#### Tekst źródłowy:
──────

Opinie czytelniczek po lekturze „Kwitnącego krzewu tamaryszku” są skrajnie różne. Od entuzjastycznej „optymistycznej bomby pozytywnej energii” po archaiczny język powieści i mocno porozbijane życie prywatne niemal wszystkich bohaterów książki.
Opinie czytelniczek po lekturze „Kwitnącego krzewu tamaryszku” są skrajnie różne. Od entuzjastycznej „optymistycznej bomby pozytywnej energii” po archaiczny język powieści i mocno porozbijane życie prywatne niemal wszystkich bohaterów książki.
Co jednak ciekawe, ani osoby zachwycone najnowszą powieścią Wandy Majer-Pietraszak, ani te, które już do niej nie wrócą, nie odradzają lektury. Perypetie życiowe czterech kobiet, których przyjaźń jest równie mocna, jak gałęzie tamaryszku, z pewnością warto poznać.

──────

(Ciąg wierszy)
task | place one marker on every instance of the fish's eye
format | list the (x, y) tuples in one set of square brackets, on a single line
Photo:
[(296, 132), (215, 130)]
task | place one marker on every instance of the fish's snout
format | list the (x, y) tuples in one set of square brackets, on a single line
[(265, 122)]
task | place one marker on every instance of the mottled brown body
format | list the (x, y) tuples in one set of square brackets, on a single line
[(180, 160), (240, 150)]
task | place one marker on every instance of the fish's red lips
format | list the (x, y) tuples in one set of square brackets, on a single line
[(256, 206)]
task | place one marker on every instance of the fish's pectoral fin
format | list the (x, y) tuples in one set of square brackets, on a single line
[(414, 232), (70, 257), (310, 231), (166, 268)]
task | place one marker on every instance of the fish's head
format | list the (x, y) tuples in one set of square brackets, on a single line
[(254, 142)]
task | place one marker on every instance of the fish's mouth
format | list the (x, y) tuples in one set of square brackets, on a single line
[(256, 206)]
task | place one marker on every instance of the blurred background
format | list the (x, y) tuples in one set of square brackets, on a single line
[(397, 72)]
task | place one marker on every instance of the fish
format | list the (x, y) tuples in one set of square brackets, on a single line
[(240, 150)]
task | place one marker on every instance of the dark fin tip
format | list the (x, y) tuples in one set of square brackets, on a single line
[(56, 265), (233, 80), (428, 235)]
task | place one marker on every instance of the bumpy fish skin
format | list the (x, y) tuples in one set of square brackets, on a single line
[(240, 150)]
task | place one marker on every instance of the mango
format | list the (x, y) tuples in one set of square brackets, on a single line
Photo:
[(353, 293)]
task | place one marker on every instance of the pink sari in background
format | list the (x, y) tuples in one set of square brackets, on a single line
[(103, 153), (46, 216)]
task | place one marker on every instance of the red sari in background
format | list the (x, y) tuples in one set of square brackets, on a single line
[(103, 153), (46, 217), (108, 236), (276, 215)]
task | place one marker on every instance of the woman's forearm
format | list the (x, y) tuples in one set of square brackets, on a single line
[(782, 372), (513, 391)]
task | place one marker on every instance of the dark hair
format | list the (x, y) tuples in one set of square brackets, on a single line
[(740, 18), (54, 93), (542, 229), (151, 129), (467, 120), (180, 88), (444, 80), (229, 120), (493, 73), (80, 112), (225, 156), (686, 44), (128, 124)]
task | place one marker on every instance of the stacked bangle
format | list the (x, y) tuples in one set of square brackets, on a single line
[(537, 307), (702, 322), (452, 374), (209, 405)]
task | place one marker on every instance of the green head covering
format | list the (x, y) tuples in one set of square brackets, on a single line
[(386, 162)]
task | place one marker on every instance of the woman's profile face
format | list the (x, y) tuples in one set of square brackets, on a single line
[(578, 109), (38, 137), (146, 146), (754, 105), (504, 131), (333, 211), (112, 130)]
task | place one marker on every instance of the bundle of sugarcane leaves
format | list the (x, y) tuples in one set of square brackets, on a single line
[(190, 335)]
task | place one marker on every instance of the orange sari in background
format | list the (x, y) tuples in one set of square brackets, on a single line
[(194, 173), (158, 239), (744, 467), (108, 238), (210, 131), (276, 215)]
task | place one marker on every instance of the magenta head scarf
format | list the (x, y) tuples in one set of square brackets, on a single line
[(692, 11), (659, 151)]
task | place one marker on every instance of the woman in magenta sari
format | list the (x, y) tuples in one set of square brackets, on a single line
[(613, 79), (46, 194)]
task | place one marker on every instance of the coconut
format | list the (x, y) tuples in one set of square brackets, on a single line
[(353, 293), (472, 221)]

──────

#### Polecenia do wykonania:
**1)** Wypisz bez żadnych zmian fragment tekstu źródłowego, który zaczyna się od słów zawierających „Co jednak ciekawe, ani”, a kończy na „pewnością warto poznać.”.
**2)** Według tekstu źródłowego, perypetie życiowe ilu kobiet przedstawia powieść „Kwitnący krzew tamaryszku”?

#### Odpowiedzi do zadań:
**1)**
Co jednak ciekawe, ani osoby zachwycone najnowszą powieścią Wandy Majer-Pietraszak, ani te, które już do niej nie wrócą, nie odradzają lektury. Perypetie życiowe czterech kobiet, których przyjaźń jest równie mocna, jak gałęzie tamaryszku, z pewnością warto poznać.

**2)** Powieść przedstawia perypetie życiowe czterech kobiet.